• [Trecho do texto]
■ ■ ■

Mulheres indígenas, quilombolas, ribeirinhas, periféricas e agricultoras lideram a lista de quem mais sofre os efeitos das mudanças do clima

Por Cecília Amorim

A COP30, realizada em Belém, entrou para a história por finalmente reconhecer, de maneira explícita, que a crise climática tem gênero e que enfrentá-la sem isso é politicamente ineficaz e eticamente indefensável. A inclusão do Plano de Ação de Gênero no Pacote de Belém (sigla em inglês Belém GAP), marca um avanço institucional raro em negociações onde cada palavra é disputada. Mas, apesar da celebração, é preciso dizer com clareza: a distância entre o texto aprovado e a vida concreta das mulheres na linha de frente da emergência climática ainda é imensa.

É simbólico que este avanço venha em um ano em que a própria estrutura da COP mais uma vez expôs suas desigualdades internas. O site britânico Carbon Brief, especialista em cobertura climática, apontou que  43% das delegações eram compostas por mulheres, porém, isso não se refletia nos espaços onde o real poder de decisão se concentra. E nada muda o fato de que, em trinta edições, apenas cinco COPs foram presididas por mulheres. A ONU discute gênero, mas não coloca o discurso em prática.

■ ■ ■

• [Descrição do problema]
Quais são os grupos de mulheres que, pelo título do texto sobre a COP30, mais sofrem os efeitos das mudanças do clima? Cite todos. Para responder, baseie-se só no texto acima.

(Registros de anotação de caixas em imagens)
■ ■ ■

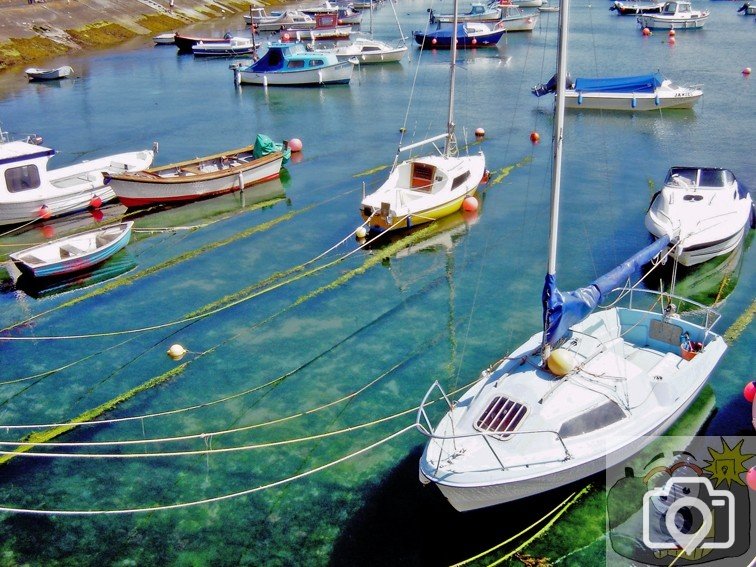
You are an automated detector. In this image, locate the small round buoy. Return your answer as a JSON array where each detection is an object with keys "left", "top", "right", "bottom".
[
  {"left": 462, "top": 195, "right": 478, "bottom": 212},
  {"left": 42, "top": 224, "right": 55, "bottom": 238},
  {"left": 746, "top": 467, "right": 756, "bottom": 490},
  {"left": 743, "top": 382, "right": 756, "bottom": 404},
  {"left": 166, "top": 344, "right": 186, "bottom": 360},
  {"left": 546, "top": 348, "right": 575, "bottom": 376}
]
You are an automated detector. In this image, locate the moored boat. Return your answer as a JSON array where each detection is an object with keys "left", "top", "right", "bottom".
[
  {"left": 0, "top": 131, "right": 155, "bottom": 225},
  {"left": 531, "top": 73, "right": 703, "bottom": 111},
  {"left": 317, "top": 37, "right": 407, "bottom": 65},
  {"left": 428, "top": 2, "right": 501, "bottom": 24},
  {"left": 232, "top": 42, "right": 353, "bottom": 87},
  {"left": 609, "top": 0, "right": 664, "bottom": 16},
  {"left": 360, "top": 0, "right": 486, "bottom": 233},
  {"left": 192, "top": 37, "right": 257, "bottom": 57},
  {"left": 24, "top": 65, "right": 73, "bottom": 81},
  {"left": 645, "top": 167, "right": 754, "bottom": 266},
  {"left": 173, "top": 33, "right": 233, "bottom": 53},
  {"left": 637, "top": 0, "right": 709, "bottom": 30},
  {"left": 413, "top": 22, "right": 506, "bottom": 49},
  {"left": 9, "top": 221, "right": 134, "bottom": 279},
  {"left": 106, "top": 134, "right": 291, "bottom": 207},
  {"left": 416, "top": 0, "right": 727, "bottom": 511}
]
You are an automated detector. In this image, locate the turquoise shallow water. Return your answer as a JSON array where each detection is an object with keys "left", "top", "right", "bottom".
[{"left": 0, "top": 0, "right": 756, "bottom": 565}]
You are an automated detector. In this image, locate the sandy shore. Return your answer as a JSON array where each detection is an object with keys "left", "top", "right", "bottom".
[{"left": 0, "top": 0, "right": 250, "bottom": 71}]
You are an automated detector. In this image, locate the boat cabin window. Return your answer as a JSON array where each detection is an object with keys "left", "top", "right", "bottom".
[
  {"left": 698, "top": 169, "right": 729, "bottom": 187},
  {"left": 452, "top": 171, "right": 470, "bottom": 189},
  {"left": 411, "top": 162, "right": 436, "bottom": 192},
  {"left": 5, "top": 165, "right": 40, "bottom": 193},
  {"left": 664, "top": 167, "right": 698, "bottom": 186},
  {"left": 475, "top": 396, "right": 528, "bottom": 439},
  {"left": 559, "top": 402, "right": 625, "bottom": 437}
]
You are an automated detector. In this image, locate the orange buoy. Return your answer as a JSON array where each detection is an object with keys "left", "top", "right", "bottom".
[
  {"left": 42, "top": 224, "right": 55, "bottom": 238},
  {"left": 462, "top": 195, "right": 478, "bottom": 212}
]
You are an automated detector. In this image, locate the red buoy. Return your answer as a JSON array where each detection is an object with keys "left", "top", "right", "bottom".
[
  {"left": 462, "top": 195, "right": 478, "bottom": 212},
  {"left": 743, "top": 382, "right": 756, "bottom": 404}
]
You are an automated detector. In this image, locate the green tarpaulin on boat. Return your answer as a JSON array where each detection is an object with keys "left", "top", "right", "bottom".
[{"left": 253, "top": 134, "right": 291, "bottom": 163}]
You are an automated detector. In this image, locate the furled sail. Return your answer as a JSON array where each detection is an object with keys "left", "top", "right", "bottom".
[{"left": 541, "top": 236, "right": 669, "bottom": 346}]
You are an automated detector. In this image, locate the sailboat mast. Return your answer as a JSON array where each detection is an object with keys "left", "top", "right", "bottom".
[
  {"left": 548, "top": 0, "right": 570, "bottom": 275},
  {"left": 444, "top": 0, "right": 459, "bottom": 157}
]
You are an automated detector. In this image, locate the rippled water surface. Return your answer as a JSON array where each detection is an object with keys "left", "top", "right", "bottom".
[{"left": 0, "top": 0, "right": 756, "bottom": 565}]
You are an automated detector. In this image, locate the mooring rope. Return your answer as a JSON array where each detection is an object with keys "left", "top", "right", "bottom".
[{"left": 0, "top": 425, "right": 415, "bottom": 516}]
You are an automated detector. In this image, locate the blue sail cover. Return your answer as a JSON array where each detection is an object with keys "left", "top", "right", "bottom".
[
  {"left": 541, "top": 236, "right": 669, "bottom": 346},
  {"left": 575, "top": 73, "right": 664, "bottom": 93}
]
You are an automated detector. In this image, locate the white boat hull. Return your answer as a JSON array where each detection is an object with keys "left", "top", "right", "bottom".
[
  {"left": 564, "top": 89, "right": 703, "bottom": 112},
  {"left": 418, "top": 308, "right": 727, "bottom": 511},
  {"left": 239, "top": 62, "right": 353, "bottom": 86},
  {"left": 0, "top": 146, "right": 154, "bottom": 225},
  {"left": 638, "top": 12, "right": 709, "bottom": 30}
]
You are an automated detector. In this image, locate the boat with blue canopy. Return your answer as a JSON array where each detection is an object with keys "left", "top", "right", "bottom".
[
  {"left": 231, "top": 42, "right": 354, "bottom": 87},
  {"left": 416, "top": 0, "right": 727, "bottom": 511},
  {"left": 531, "top": 73, "right": 703, "bottom": 111}
]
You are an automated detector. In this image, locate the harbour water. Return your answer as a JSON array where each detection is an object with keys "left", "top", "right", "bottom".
[{"left": 0, "top": 0, "right": 756, "bottom": 565}]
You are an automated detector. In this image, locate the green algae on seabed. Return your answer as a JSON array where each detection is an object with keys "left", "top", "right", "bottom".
[{"left": 0, "top": 360, "right": 192, "bottom": 465}]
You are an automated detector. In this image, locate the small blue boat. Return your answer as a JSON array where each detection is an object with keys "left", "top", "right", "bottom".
[
  {"left": 9, "top": 221, "right": 134, "bottom": 278},
  {"left": 232, "top": 42, "right": 353, "bottom": 87},
  {"left": 412, "top": 22, "right": 506, "bottom": 49}
]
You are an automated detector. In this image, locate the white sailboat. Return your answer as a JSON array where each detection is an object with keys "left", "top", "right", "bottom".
[
  {"left": 416, "top": 0, "right": 726, "bottom": 511},
  {"left": 360, "top": 0, "right": 486, "bottom": 231}
]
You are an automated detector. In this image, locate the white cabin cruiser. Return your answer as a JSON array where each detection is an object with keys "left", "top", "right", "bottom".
[
  {"left": 0, "top": 135, "right": 155, "bottom": 225},
  {"left": 645, "top": 167, "right": 754, "bottom": 266}
]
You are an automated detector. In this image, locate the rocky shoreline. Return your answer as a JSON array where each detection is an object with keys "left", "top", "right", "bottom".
[{"left": 0, "top": 0, "right": 250, "bottom": 72}]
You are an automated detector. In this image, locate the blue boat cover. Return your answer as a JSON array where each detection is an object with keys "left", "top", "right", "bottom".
[
  {"left": 575, "top": 73, "right": 664, "bottom": 93},
  {"left": 541, "top": 236, "right": 669, "bottom": 346}
]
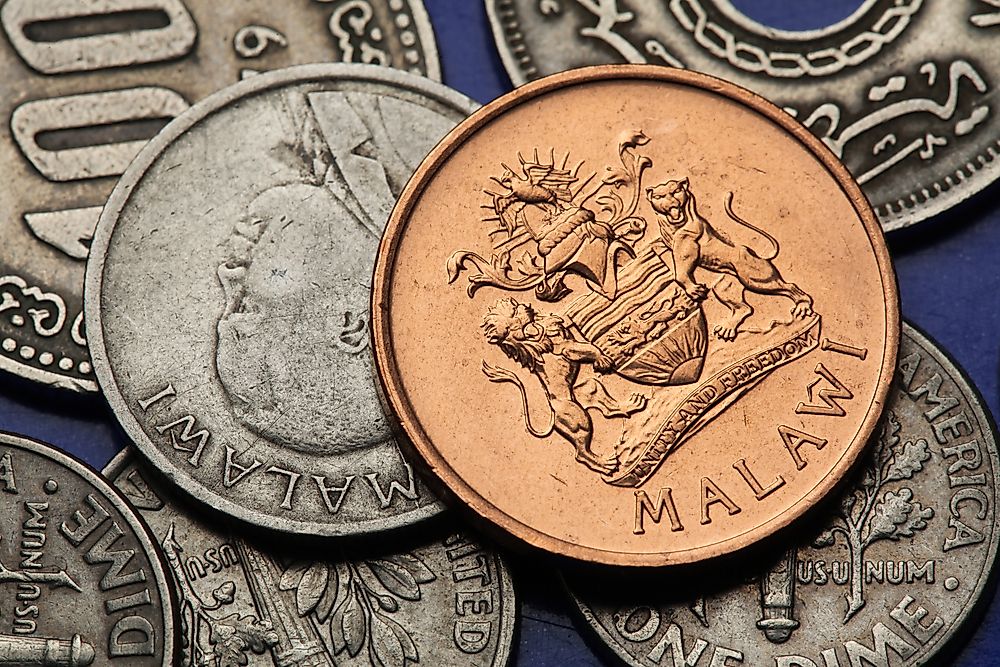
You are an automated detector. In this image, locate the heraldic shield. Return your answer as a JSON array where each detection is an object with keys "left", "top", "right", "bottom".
[{"left": 447, "top": 131, "right": 820, "bottom": 487}]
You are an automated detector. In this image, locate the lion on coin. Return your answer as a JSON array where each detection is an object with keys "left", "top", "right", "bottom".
[
  {"left": 646, "top": 178, "right": 813, "bottom": 340},
  {"left": 482, "top": 297, "right": 647, "bottom": 474}
]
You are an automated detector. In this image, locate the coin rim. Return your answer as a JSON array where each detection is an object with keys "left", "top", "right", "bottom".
[
  {"left": 559, "top": 320, "right": 1000, "bottom": 667},
  {"left": 0, "top": 0, "right": 441, "bottom": 395},
  {"left": 101, "top": 447, "right": 521, "bottom": 667},
  {"left": 372, "top": 65, "right": 900, "bottom": 567},
  {"left": 83, "top": 63, "right": 479, "bottom": 537},
  {"left": 0, "top": 431, "right": 181, "bottom": 667},
  {"left": 483, "top": 0, "right": 1000, "bottom": 232}
]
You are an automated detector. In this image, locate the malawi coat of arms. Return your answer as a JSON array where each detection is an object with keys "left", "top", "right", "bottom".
[{"left": 447, "top": 131, "right": 820, "bottom": 487}]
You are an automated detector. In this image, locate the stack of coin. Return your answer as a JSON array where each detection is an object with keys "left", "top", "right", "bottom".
[{"left": 0, "top": 0, "right": 998, "bottom": 667}]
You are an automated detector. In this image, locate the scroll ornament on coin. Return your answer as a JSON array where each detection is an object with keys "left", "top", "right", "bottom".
[{"left": 447, "top": 130, "right": 820, "bottom": 487}]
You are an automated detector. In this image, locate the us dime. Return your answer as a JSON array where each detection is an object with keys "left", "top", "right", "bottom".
[
  {"left": 486, "top": 0, "right": 1000, "bottom": 230},
  {"left": 0, "top": 0, "right": 440, "bottom": 391},
  {"left": 104, "top": 451, "right": 515, "bottom": 667},
  {"left": 0, "top": 433, "right": 179, "bottom": 667},
  {"left": 569, "top": 326, "right": 1000, "bottom": 667},
  {"left": 86, "top": 65, "right": 475, "bottom": 535}
]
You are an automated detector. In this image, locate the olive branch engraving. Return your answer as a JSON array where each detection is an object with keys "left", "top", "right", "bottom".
[
  {"left": 813, "top": 411, "right": 934, "bottom": 623},
  {"left": 278, "top": 553, "right": 437, "bottom": 667}
]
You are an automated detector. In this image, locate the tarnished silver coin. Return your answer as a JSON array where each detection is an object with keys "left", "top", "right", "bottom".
[
  {"left": 486, "top": 0, "right": 1000, "bottom": 230},
  {"left": 0, "top": 433, "right": 176, "bottom": 667},
  {"left": 104, "top": 451, "right": 515, "bottom": 667},
  {"left": 568, "top": 326, "right": 1000, "bottom": 667},
  {"left": 86, "top": 65, "right": 476, "bottom": 535},
  {"left": 0, "top": 0, "right": 440, "bottom": 391}
]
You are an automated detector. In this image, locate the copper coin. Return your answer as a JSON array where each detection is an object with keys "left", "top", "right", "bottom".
[{"left": 373, "top": 66, "right": 899, "bottom": 566}]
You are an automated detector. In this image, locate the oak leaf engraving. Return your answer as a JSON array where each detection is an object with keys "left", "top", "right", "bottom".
[
  {"left": 813, "top": 411, "right": 934, "bottom": 623},
  {"left": 278, "top": 553, "right": 437, "bottom": 667},
  {"left": 209, "top": 614, "right": 278, "bottom": 667}
]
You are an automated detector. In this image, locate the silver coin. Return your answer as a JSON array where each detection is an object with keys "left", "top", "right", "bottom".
[
  {"left": 486, "top": 0, "right": 1000, "bottom": 230},
  {"left": 104, "top": 450, "right": 515, "bottom": 667},
  {"left": 569, "top": 326, "right": 1000, "bottom": 667},
  {"left": 0, "top": 0, "right": 440, "bottom": 391},
  {"left": 86, "top": 65, "right": 476, "bottom": 536},
  {"left": 0, "top": 433, "right": 179, "bottom": 667}
]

■ ■ ■

• [Resposta correta]
Indígenas, quilombolas, ribeirinhas, periféricas e agricultoras.